→ **WRITTEN EXERCISE**:
Print the following data word for word, keeping every line as it is.

(Entries from a set of point annotations)
*-*-*

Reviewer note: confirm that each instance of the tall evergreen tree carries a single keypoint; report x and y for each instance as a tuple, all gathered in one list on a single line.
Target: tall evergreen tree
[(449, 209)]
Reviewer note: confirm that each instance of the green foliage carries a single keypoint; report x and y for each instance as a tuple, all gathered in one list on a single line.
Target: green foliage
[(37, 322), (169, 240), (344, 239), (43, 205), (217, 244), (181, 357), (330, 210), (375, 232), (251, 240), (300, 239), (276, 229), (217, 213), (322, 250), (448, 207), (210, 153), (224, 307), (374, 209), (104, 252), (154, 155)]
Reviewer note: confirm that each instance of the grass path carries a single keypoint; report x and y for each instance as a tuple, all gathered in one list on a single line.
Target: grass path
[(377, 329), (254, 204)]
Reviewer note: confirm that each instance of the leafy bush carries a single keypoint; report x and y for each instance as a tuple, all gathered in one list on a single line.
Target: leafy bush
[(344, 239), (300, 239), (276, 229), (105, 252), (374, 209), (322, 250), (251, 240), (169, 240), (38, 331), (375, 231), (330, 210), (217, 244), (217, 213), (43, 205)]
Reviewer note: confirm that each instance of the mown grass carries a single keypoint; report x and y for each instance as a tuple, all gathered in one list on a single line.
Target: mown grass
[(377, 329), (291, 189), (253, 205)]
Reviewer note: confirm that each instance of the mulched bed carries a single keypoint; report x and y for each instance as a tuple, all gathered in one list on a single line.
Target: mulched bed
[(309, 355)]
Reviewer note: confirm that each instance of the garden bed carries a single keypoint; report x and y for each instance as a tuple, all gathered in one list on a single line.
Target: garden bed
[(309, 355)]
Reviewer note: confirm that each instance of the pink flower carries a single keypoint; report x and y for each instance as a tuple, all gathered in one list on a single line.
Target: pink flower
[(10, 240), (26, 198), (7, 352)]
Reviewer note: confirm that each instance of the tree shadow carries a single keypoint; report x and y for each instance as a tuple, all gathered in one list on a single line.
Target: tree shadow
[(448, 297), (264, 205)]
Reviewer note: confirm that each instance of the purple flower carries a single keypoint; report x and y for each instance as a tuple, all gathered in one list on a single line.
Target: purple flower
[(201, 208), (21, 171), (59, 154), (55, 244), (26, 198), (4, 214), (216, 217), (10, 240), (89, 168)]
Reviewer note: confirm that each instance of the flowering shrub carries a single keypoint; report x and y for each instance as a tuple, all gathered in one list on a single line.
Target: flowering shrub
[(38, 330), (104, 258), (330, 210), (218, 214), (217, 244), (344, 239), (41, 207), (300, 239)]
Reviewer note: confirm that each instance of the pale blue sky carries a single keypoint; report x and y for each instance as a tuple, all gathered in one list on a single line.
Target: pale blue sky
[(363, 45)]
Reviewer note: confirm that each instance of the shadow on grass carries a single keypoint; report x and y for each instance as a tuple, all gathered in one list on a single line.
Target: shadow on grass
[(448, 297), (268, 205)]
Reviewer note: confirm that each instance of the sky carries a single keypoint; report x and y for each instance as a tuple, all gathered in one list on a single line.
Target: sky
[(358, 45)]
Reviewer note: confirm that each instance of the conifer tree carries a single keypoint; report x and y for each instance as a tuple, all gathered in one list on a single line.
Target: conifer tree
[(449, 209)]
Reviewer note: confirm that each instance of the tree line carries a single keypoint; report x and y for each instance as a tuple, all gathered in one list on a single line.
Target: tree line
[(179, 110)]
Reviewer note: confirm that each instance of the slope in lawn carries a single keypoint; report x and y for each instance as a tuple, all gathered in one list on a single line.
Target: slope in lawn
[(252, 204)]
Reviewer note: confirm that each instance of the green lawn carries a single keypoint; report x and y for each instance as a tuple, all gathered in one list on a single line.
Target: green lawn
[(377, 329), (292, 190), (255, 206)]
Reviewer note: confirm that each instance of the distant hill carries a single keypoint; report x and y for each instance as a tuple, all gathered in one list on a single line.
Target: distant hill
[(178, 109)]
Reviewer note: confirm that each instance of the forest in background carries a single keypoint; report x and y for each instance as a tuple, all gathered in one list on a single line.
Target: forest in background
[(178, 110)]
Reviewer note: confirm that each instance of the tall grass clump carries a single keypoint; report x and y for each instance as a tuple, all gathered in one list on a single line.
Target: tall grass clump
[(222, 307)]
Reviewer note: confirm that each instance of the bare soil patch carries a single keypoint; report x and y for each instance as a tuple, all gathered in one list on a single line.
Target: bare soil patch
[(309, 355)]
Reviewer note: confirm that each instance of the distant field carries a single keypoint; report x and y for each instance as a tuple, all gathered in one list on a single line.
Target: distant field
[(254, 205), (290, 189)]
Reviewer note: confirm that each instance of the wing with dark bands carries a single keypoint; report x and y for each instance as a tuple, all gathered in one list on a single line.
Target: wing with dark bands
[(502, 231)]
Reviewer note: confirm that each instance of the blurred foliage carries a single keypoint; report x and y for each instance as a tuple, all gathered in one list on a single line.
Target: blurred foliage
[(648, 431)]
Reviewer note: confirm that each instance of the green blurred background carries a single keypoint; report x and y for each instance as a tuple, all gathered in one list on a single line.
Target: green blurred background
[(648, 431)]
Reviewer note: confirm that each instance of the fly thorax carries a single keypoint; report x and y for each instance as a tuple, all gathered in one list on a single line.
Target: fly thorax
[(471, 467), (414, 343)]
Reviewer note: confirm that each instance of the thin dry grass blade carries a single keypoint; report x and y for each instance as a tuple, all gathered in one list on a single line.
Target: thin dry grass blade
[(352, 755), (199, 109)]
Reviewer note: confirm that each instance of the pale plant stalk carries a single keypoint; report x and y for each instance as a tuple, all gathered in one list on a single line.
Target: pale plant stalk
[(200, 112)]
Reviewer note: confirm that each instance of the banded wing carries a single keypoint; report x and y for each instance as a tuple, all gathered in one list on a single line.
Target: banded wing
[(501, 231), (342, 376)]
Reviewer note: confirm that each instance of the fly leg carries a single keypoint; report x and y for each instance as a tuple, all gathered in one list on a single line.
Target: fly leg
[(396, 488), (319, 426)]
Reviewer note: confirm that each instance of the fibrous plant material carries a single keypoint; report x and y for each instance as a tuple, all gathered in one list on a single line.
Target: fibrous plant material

*-*-*

→ **ANSWER TO THE PROBLEM**:
Reviewer note: confirm that each instance of the tall evergreen tree carries a single keypoint; report x and y for each instance as a tuple, all gathered in one list on a single line.
Target: tall evergreen tree
[(449, 209)]
Reviewer note: confirm that each instance of the green foliage carries a single keypoint; report x and y for each instance as a tuple, all gathered in one list on a single line.
Target: green foliage
[(37, 322), (169, 240), (344, 239), (43, 205), (217, 244), (181, 357), (330, 210), (375, 232), (251, 240), (300, 239), (276, 229), (217, 213), (322, 250), (448, 207), (210, 153), (224, 307), (374, 209), (104, 252), (154, 155)]
Reviewer note: confirm that each instance of the grass path carries a single keypoint; report x and y for each instance as a tuple, all gathered in one list on a single line.
Target: grass path
[(377, 329), (254, 204)]
Reviewer note: confirm that each instance of the leafy bush carries a single keypoint; report x and y for each instance as a tuple, all gathered in one list on a single line.
Target: leafy bush
[(344, 239), (300, 239), (276, 229), (105, 252), (374, 209), (322, 250), (251, 240), (169, 240), (38, 331), (375, 231), (330, 210), (217, 244), (217, 213), (43, 205)]
Reviewer note: confirm that each instance of the mown grass carries a single keypoint; report x and y for each instance as a tuple, all gathered in one list on a single line.
Target: mown grass
[(377, 329), (291, 189), (253, 205)]
Reviewer note: confirm that each instance of the mulched bed carries a single keypoint; report x and y for each instance as a tuple, all gathered in one list on a single line.
Target: mulched bed
[(309, 355)]
Reviewer note: confirm that each instance of the garden bed carries a single keypoint; report x and y for each instance as a tuple, all gathered in one list on a single line.
Target: garden bed
[(309, 355)]
Reviewer note: confirm that each instance of the pink flower carries a single keypoint; report x and y for each instance as a tuple, all gathered in one list on a single line.
Target: pink flower
[(10, 240), (26, 198), (7, 352)]
Reviewer note: confirm that each instance of the tree shadow carries a single keypoint; report x and y for each instance as a tuple, all gathered in one list on a single line.
Target: tree shadow
[(448, 297), (264, 205)]
Reviewer note: confirm that each instance of the purple flower carries a single keypoint; report x and y for each instance as a tuple, all gathered in one list on a single line.
Target: purple flower
[(201, 208), (21, 171), (59, 154), (55, 244), (26, 198), (4, 214), (216, 217), (10, 240), (89, 168)]
Reviewer note: confirm that each instance of the flowering shrub carries a single keypoint; report x and y for each instance as a tuple, all gathered in one list on a single line.
Target: flowering shrub
[(38, 330), (104, 258), (330, 210), (218, 214), (217, 244), (344, 239), (41, 207), (300, 239)]
Reviewer note: confirm that each instance of the pale blue sky carries a single keypoint; report x and y for each instance as a tuple, all gathered in one list on a single line.
Target: pale blue sky
[(363, 45)]
Reviewer note: confirm that each instance of the shadow on grass carries a single keypoint; report x and y for each instance as a tuple, all gathered in one list on a single line.
Target: shadow on grass
[(448, 297), (268, 205)]
Reviewer note: confirm that each instance of the sky carries a single keypoint; report x and y for each instance as a tuple, all gathered in one list on a single line.
Target: sky
[(358, 45)]
Reviewer note: confirm that each instance of the conifer tree carries a single keypoint; report x and y for each instance as a tuple, all gathered in one list on a single line.
Target: conifer tree
[(449, 209)]
Reviewer note: confirm that each instance of the tree line carries a single keypoint; report x and y for each instance as a tuple, all gathered in one list on a single line.
Target: tree line
[(179, 110)]
Reviewer note: confirm that each instance of the slope in lawn carries a single keypoint; report x and y for each instance as a tuple, all gathered in one list on a single line.
Target: slope in lawn
[(252, 204)]
Reviewer note: confirm that each instance of the green lawn carries a single keypoint; report x and y for each instance as a tuple, all gathered in one list on a single line.
Target: green lawn
[(377, 329), (292, 190), (255, 206)]
Reviewer note: confirm that each instance of the distant hill carries a single keypoint; report x and y for each instance as a tuple, all gathered in one list on a single line.
Target: distant hill
[(178, 109)]
Reviewer note: confirm that each instance of the forest in background carries a single keypoint; report x and y for each instance as a tuple, all gathered in one list on a single line.
Target: forest in background
[(178, 110)]
Reviewer note: confirm that each instance of the tall grass clump carries a single keypoint; report x and y for each instance as a tuple, all gathered in one list on a single line.
Target: tall grass clump
[(222, 307)]
Reviewer note: confirm that each instance of the bare soil patch carries a single keypoint; report x and y for each instance as a tuple, all gathered in one list on a single line.
Target: bare soil patch
[(309, 355)]
Reviewer note: confirm that each instance of the distant field carries a single keypoint; report x and y for each instance as a tuple, all gathered in one list on a single line.
Target: distant field
[(254, 205), (290, 189)]
Reviewer note: confirm that each instance of the wing with dark bands carries a single keypoint; report x and y for each instance as a tuple, all gathered in one list on a single line.
Target: wing with dark bands
[(502, 231)]
Reviewer note: confirm that each instance of the blurred foliage carries a single keypoint; report x and y for each instance as a tuple, all gathered in one list on a single line.
Target: blurred foliage
[(648, 431)]
Reviewer note: confirm that each instance of the green blurred background carries a single keypoint; report x and y for each instance as a tuple, all gathered in one list on a single line.
Target: green blurred background
[(648, 431)]
Reviewer note: confirm that each instance of the fly thorax carries a single keypoint; report x and y for each instance as a tuple, all gathered in one list on a single line.
Target: fly thorax
[(471, 467), (414, 343)]
Reviewer note: confirm that each instance of the thin dry grass blade carries a single keypoint; report x and y for each instance as a tuple, all gathered in one list on a single line.
Target: thin dry grass blade
[(352, 755), (199, 109)]
Reviewer note: confirm that each instance of the pale plant stalk carries a single keypoint; report x and y for each instance as a tuple, all gathered in one list on a single line.
Target: pale plant stalk
[(200, 112)]
Reviewer note: confirm that each instance of the banded wing carries a single keypoint; report x and y for each instance as a tuple, all gathered in one list on a single line.
Target: banded wing
[(501, 231), (342, 376)]
Reviewer note: confirm that each instance of the fly leg carries a single keypoint; report x and y for each instance as a tuple, all gathered in one list on a single line.
Target: fly leg
[(396, 488), (319, 426)]
Reviewer note: confirm that each instance of the fibrous plant material carries a single keypoint; report x and y for each instance as a tuple, all gathered in one list on a single line.
Target: fibrous plant material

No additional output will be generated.